◆ INPUT MATERIAL ◆
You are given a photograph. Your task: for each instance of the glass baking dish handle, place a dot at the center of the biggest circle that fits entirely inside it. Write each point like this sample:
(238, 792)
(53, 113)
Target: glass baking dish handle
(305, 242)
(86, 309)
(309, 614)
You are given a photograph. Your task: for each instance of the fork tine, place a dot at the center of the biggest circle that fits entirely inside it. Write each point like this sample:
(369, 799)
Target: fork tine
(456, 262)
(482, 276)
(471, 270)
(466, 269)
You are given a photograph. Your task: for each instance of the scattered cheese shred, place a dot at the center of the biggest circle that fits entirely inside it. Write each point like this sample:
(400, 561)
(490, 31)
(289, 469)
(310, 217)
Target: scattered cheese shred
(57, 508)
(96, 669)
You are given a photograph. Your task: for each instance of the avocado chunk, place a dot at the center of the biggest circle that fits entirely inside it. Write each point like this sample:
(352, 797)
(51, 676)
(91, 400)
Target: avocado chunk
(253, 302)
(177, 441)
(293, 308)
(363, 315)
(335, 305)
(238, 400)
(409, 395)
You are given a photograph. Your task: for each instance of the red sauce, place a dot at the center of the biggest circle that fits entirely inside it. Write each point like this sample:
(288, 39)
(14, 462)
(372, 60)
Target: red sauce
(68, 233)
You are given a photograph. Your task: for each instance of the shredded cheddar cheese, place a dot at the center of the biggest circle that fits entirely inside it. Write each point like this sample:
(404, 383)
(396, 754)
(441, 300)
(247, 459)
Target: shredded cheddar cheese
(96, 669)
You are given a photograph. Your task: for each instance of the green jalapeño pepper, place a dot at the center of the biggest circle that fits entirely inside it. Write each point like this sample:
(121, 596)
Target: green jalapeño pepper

◆ TASK STATEMENT ◆
Every line from the one that has "Target: avocado chunk" down to the last line above must be written out exactly, with both ends included and nothing else.

◆ ANSWER TO THE EXERCISE ◆
Target: avocado chunk
(253, 302)
(177, 441)
(293, 308)
(363, 315)
(335, 305)
(238, 400)
(409, 395)
You are given a photograph. Your task: for each instance of the red sauce, place a dot at the center of the biggest circle that fits entirely inside it. Write each point like this sample:
(288, 39)
(14, 462)
(372, 60)
Target: red sauce
(68, 233)
You are given a photograph. Your task: for each instance of the shredded cheddar cheese, place a dot at the center of the biggest circle that fits entirely inside it. Write each point like this sample:
(404, 383)
(396, 754)
(441, 300)
(247, 459)
Target: shredded cheddar cheese
(96, 669)
You are given a photograph. Your task: for each instance of the green jalapeño pepper, place a dot at the center of the biggest circle that fits entirely inside it. Write each point like this sample:
(121, 596)
Target: green jalapeño pepper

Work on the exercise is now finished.